▶ **Text passage**
+++

Advent of Code has arrived! A coworker of mine mentioned yesterday that these coding challenges were starting today–and this is the first year I’ll be participating.

Day 1, Part 1

The first challenge was pretty straightforward. You are given 2000 numbers and asked to count the number of times a value increases from the one immediately before it.

For example, the collection below has 5 increases: 3, 6, 8, 19, and 19 again.

  • [5 2 3 6 6 4 8 19 18 19]

Head-First Approach

At first, I approached the problem head on by incrementing a value each time a number was increased:

(defn- add-increases [[a n] b]
  (if (> b a)
    [b (inc n)]
    [b n]))

(defn increases [[first & nums]]
  (second (reduce add-increases [first 0] nums)))

This works by increasing a reduction only if the next number is greater than the last. While this solution works fine as is, but I began experimenting with other solutions and found several others that require much less code and make more sense overall.

Summing 0s and 1s

This next solution works by pairing up adjacent values and mapping out either a 1 (increase) or 0 (non-increase), then summing up the mapped values.

The problem with this solution is that inline function clutters things up, making it a bit harder to read. Also, it doesn’t really make sense to have a bunch of random numbers (1 and 0) floating around, then summing those up.

(defn increases [nums]
  (apply + (map (fn [[a b]] (if (< a b) 1 0)) (partition 2 1 nums))))

Enumerating Increases

This next form makes the most sense out of all other solutions I could find. The problem asks “how many values increase?” This form answers that question directly. “Count every partition where a < b.”

(defn increases [nums]
  (count (filter (fn [[a b]] (< a b)) (partition 2 1 nums))))

+++

▶ **Data segment**
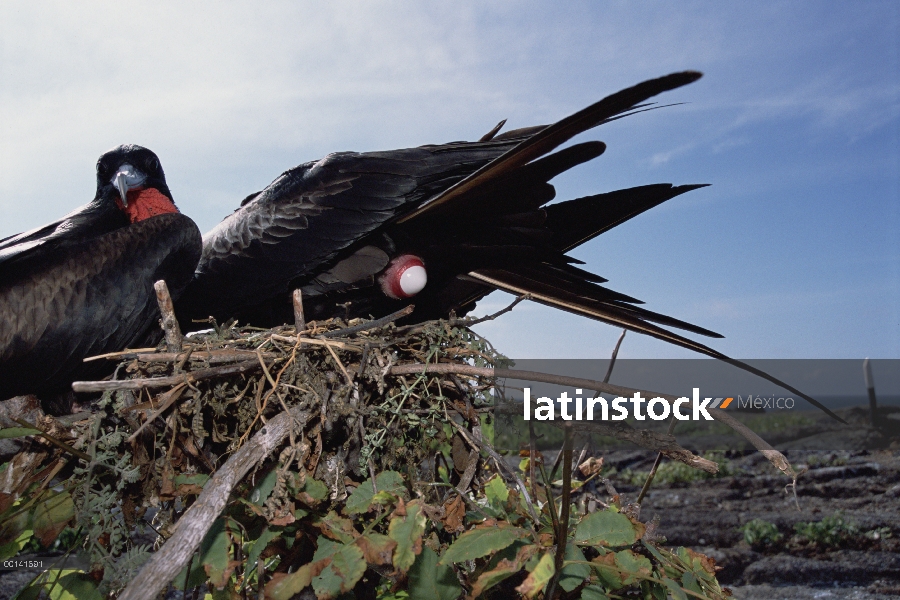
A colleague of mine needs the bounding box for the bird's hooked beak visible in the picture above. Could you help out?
[110,163,147,208]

+++

▶ **What you need to do**
(a) Decide whether each statement below agrees with the Advent of Code post. Answer yes or no for each, and quote the words of the post that decide it.
(i) The puzzle supplies 2000 numbers.
(ii) The writer has taken part in Advent of Code in earlier years.
(iii) The writer thinks the form under "Enumerating Increases" makes the most sense of all the solutions found.
(b) Rewrite the Advent of Code post between "Summing 0s and" and "0)) (partition 2 1 nums))))", inclusive, renaming "inline function" to "anonymous function".

▶ **Task results**
(a)
(i) Yes: "You are given 2000 numbers"
(ii) No: "this is the first year I’ll be participating"
(iii) Yes: "This next form makes the most sense out of all other solutions I could find."

(b)
Summing 0s and 1s

This next solution works by pairing up adjacent values and mapping out either a 1 (increase) or 0 (non-increase), then summing up the mapped values.

The problem with this solution is that anonymous function clutters things up, making it a bit harder to read. Also, it doesn’t really make sense to have a bunch of random numbers (1 and 0) floating around, then summing those up.

(defn increases [nums]
  (apply + (map (fn [[a b]] (if (< a b) 1 0)) (partition 2 1 nums))))